Exercise description
Count the lines in the material below that contain the string "arched", matching case exactly, and give only that number.

[BEGIN Data lines]

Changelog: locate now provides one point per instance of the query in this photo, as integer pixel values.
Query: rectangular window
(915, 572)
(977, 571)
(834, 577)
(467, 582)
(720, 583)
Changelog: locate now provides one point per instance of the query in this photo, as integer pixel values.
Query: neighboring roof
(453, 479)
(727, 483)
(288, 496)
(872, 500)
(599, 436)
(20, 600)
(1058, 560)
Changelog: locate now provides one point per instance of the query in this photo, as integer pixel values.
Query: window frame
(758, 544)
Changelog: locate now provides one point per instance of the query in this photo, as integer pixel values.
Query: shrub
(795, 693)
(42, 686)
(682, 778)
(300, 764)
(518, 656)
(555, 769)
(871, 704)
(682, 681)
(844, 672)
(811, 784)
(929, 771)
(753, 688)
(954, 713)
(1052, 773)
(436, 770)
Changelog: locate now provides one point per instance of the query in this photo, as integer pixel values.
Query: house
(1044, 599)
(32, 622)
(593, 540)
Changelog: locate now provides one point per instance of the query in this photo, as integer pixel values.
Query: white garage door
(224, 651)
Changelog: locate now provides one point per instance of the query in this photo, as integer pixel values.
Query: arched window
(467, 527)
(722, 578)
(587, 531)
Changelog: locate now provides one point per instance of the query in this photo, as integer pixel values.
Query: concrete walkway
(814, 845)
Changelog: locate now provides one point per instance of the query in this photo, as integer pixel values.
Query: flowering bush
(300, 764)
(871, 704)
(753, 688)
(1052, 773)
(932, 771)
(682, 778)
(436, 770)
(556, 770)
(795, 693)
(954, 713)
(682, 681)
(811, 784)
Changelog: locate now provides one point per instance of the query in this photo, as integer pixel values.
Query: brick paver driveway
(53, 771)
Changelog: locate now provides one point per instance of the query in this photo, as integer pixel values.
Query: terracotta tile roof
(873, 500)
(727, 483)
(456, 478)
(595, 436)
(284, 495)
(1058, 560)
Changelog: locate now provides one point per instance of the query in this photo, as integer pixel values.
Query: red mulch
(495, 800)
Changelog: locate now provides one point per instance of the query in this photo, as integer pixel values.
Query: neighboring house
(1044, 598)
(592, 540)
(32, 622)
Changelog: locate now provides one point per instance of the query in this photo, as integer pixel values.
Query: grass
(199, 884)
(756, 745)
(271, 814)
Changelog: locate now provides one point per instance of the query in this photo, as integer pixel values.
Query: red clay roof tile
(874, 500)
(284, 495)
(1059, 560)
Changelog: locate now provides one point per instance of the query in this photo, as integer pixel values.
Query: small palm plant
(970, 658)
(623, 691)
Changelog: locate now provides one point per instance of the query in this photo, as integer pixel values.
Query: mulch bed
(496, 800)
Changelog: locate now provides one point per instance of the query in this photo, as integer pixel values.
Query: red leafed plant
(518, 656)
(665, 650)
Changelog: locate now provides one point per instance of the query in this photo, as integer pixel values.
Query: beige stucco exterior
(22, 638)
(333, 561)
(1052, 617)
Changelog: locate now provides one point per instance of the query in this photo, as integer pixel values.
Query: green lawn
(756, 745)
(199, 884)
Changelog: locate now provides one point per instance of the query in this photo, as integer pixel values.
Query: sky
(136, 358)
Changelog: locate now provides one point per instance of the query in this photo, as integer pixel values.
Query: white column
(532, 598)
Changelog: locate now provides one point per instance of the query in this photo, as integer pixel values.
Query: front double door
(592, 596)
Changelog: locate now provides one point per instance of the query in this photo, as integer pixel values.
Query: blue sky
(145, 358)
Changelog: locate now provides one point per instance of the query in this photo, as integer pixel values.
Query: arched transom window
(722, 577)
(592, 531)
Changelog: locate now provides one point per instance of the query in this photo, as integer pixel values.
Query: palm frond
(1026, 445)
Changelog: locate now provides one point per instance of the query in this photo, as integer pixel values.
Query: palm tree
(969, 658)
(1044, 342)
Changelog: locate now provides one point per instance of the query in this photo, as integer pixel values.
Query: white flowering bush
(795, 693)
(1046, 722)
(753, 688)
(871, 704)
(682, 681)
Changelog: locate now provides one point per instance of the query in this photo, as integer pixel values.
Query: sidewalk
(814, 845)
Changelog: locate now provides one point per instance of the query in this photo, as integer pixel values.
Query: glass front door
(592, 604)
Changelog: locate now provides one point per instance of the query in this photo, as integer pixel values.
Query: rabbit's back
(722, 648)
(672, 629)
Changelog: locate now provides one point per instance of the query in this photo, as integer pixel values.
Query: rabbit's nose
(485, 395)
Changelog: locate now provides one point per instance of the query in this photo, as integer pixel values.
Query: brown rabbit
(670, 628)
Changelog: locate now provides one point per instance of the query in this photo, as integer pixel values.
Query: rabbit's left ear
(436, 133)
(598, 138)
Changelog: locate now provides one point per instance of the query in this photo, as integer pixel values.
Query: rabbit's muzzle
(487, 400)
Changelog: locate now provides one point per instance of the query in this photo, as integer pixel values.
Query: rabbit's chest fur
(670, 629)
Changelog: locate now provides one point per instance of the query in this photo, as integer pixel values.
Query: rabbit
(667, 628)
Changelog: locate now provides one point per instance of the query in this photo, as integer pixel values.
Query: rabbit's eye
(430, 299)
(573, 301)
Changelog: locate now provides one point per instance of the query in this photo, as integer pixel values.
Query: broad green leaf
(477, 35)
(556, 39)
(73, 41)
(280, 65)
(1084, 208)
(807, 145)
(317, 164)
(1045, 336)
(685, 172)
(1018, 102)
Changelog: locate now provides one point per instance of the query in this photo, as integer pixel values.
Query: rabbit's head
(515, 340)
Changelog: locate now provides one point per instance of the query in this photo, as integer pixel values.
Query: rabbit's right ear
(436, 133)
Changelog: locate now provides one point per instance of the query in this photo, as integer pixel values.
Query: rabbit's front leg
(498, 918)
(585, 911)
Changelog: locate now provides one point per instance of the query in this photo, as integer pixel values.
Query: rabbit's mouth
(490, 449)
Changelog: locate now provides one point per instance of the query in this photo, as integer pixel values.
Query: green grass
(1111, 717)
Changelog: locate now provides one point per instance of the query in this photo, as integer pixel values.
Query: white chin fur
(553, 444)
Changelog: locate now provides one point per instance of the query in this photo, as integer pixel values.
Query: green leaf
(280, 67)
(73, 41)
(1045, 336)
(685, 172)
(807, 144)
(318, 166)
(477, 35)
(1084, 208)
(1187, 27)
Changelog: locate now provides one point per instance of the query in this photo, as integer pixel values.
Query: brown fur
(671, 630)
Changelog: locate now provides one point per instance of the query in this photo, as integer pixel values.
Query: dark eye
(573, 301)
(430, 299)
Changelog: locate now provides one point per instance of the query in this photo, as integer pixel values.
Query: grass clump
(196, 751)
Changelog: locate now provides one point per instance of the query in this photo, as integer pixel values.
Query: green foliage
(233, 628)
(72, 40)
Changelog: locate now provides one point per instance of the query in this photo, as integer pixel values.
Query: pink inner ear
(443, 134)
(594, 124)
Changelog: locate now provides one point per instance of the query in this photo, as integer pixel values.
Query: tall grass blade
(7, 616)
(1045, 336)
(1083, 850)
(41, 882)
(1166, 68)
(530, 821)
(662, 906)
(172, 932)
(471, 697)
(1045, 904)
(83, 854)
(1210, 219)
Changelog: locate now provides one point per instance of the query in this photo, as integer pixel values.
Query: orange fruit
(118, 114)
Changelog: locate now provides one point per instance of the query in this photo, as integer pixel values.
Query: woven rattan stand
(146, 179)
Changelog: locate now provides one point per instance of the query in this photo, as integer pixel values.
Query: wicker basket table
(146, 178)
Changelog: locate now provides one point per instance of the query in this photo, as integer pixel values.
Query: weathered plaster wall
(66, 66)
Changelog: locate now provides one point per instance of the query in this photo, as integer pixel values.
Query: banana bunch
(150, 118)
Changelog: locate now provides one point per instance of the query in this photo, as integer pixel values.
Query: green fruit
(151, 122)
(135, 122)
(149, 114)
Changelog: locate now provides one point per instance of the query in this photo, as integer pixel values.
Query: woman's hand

[END Data lines]

Task answer
2